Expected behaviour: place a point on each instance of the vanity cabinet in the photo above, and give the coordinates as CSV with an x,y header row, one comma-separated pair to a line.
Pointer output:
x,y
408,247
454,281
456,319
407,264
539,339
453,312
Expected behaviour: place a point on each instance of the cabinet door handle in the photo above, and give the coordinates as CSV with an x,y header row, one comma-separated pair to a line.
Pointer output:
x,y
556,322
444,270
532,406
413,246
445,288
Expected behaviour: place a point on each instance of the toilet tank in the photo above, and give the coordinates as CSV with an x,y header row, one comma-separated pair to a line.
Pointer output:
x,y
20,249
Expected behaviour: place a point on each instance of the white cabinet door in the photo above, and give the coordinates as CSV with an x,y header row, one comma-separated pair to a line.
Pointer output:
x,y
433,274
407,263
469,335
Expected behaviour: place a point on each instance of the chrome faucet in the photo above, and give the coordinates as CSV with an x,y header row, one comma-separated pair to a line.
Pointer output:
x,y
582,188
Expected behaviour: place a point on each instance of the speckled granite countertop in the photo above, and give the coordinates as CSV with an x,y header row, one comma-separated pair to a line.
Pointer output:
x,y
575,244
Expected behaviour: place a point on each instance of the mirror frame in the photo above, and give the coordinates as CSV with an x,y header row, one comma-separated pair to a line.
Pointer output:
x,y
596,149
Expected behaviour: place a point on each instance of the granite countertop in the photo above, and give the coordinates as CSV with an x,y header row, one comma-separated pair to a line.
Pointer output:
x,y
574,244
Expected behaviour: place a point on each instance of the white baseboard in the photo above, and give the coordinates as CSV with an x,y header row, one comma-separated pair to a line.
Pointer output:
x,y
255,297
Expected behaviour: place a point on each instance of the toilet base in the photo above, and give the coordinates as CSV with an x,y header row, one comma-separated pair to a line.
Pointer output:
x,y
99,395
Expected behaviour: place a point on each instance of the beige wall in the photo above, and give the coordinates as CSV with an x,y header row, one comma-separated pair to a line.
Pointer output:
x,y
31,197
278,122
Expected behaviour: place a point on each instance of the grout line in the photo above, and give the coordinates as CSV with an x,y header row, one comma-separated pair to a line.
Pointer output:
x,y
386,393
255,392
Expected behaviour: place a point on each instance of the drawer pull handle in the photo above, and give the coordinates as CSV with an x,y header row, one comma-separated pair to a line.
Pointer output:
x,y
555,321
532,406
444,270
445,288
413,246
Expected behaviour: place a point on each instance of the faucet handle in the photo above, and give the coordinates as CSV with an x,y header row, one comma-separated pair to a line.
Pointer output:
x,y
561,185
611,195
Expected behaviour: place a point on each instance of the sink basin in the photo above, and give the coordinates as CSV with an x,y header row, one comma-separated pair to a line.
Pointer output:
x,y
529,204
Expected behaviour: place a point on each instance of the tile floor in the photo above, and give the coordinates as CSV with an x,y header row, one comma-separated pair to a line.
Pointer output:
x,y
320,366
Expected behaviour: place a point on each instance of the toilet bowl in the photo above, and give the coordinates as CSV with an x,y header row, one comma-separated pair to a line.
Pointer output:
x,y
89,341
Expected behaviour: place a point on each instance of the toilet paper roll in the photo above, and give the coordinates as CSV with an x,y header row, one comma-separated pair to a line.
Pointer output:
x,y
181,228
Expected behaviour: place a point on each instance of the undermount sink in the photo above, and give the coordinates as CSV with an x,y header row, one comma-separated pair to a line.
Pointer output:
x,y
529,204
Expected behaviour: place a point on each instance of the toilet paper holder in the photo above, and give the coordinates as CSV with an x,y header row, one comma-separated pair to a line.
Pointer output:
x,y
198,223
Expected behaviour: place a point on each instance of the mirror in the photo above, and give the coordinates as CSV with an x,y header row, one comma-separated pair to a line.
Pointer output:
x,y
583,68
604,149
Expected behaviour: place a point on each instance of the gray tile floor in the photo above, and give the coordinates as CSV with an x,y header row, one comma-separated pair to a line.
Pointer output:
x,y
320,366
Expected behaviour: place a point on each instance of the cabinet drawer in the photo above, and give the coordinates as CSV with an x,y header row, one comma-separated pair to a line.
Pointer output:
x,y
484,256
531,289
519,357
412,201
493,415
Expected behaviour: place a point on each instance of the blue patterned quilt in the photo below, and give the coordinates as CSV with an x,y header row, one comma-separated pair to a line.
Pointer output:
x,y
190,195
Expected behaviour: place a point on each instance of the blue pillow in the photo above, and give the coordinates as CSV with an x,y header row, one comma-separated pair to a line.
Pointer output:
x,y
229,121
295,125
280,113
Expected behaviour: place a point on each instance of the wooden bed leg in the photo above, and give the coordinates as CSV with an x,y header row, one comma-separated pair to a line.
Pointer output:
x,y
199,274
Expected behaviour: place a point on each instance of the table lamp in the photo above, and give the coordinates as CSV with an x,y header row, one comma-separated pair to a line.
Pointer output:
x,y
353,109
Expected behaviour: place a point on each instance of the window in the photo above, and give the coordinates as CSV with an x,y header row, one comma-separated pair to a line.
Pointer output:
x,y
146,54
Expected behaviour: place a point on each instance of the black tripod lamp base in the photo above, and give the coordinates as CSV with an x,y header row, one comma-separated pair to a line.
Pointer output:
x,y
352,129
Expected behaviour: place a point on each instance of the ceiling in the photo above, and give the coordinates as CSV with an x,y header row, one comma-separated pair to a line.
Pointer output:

***

▶ EXERCISE DESCRIPTION:
For the data above, give the number of lines in which the word "granite" appears, and nothing more.

▶ SOLUTION TO THIS EXERCISE:
2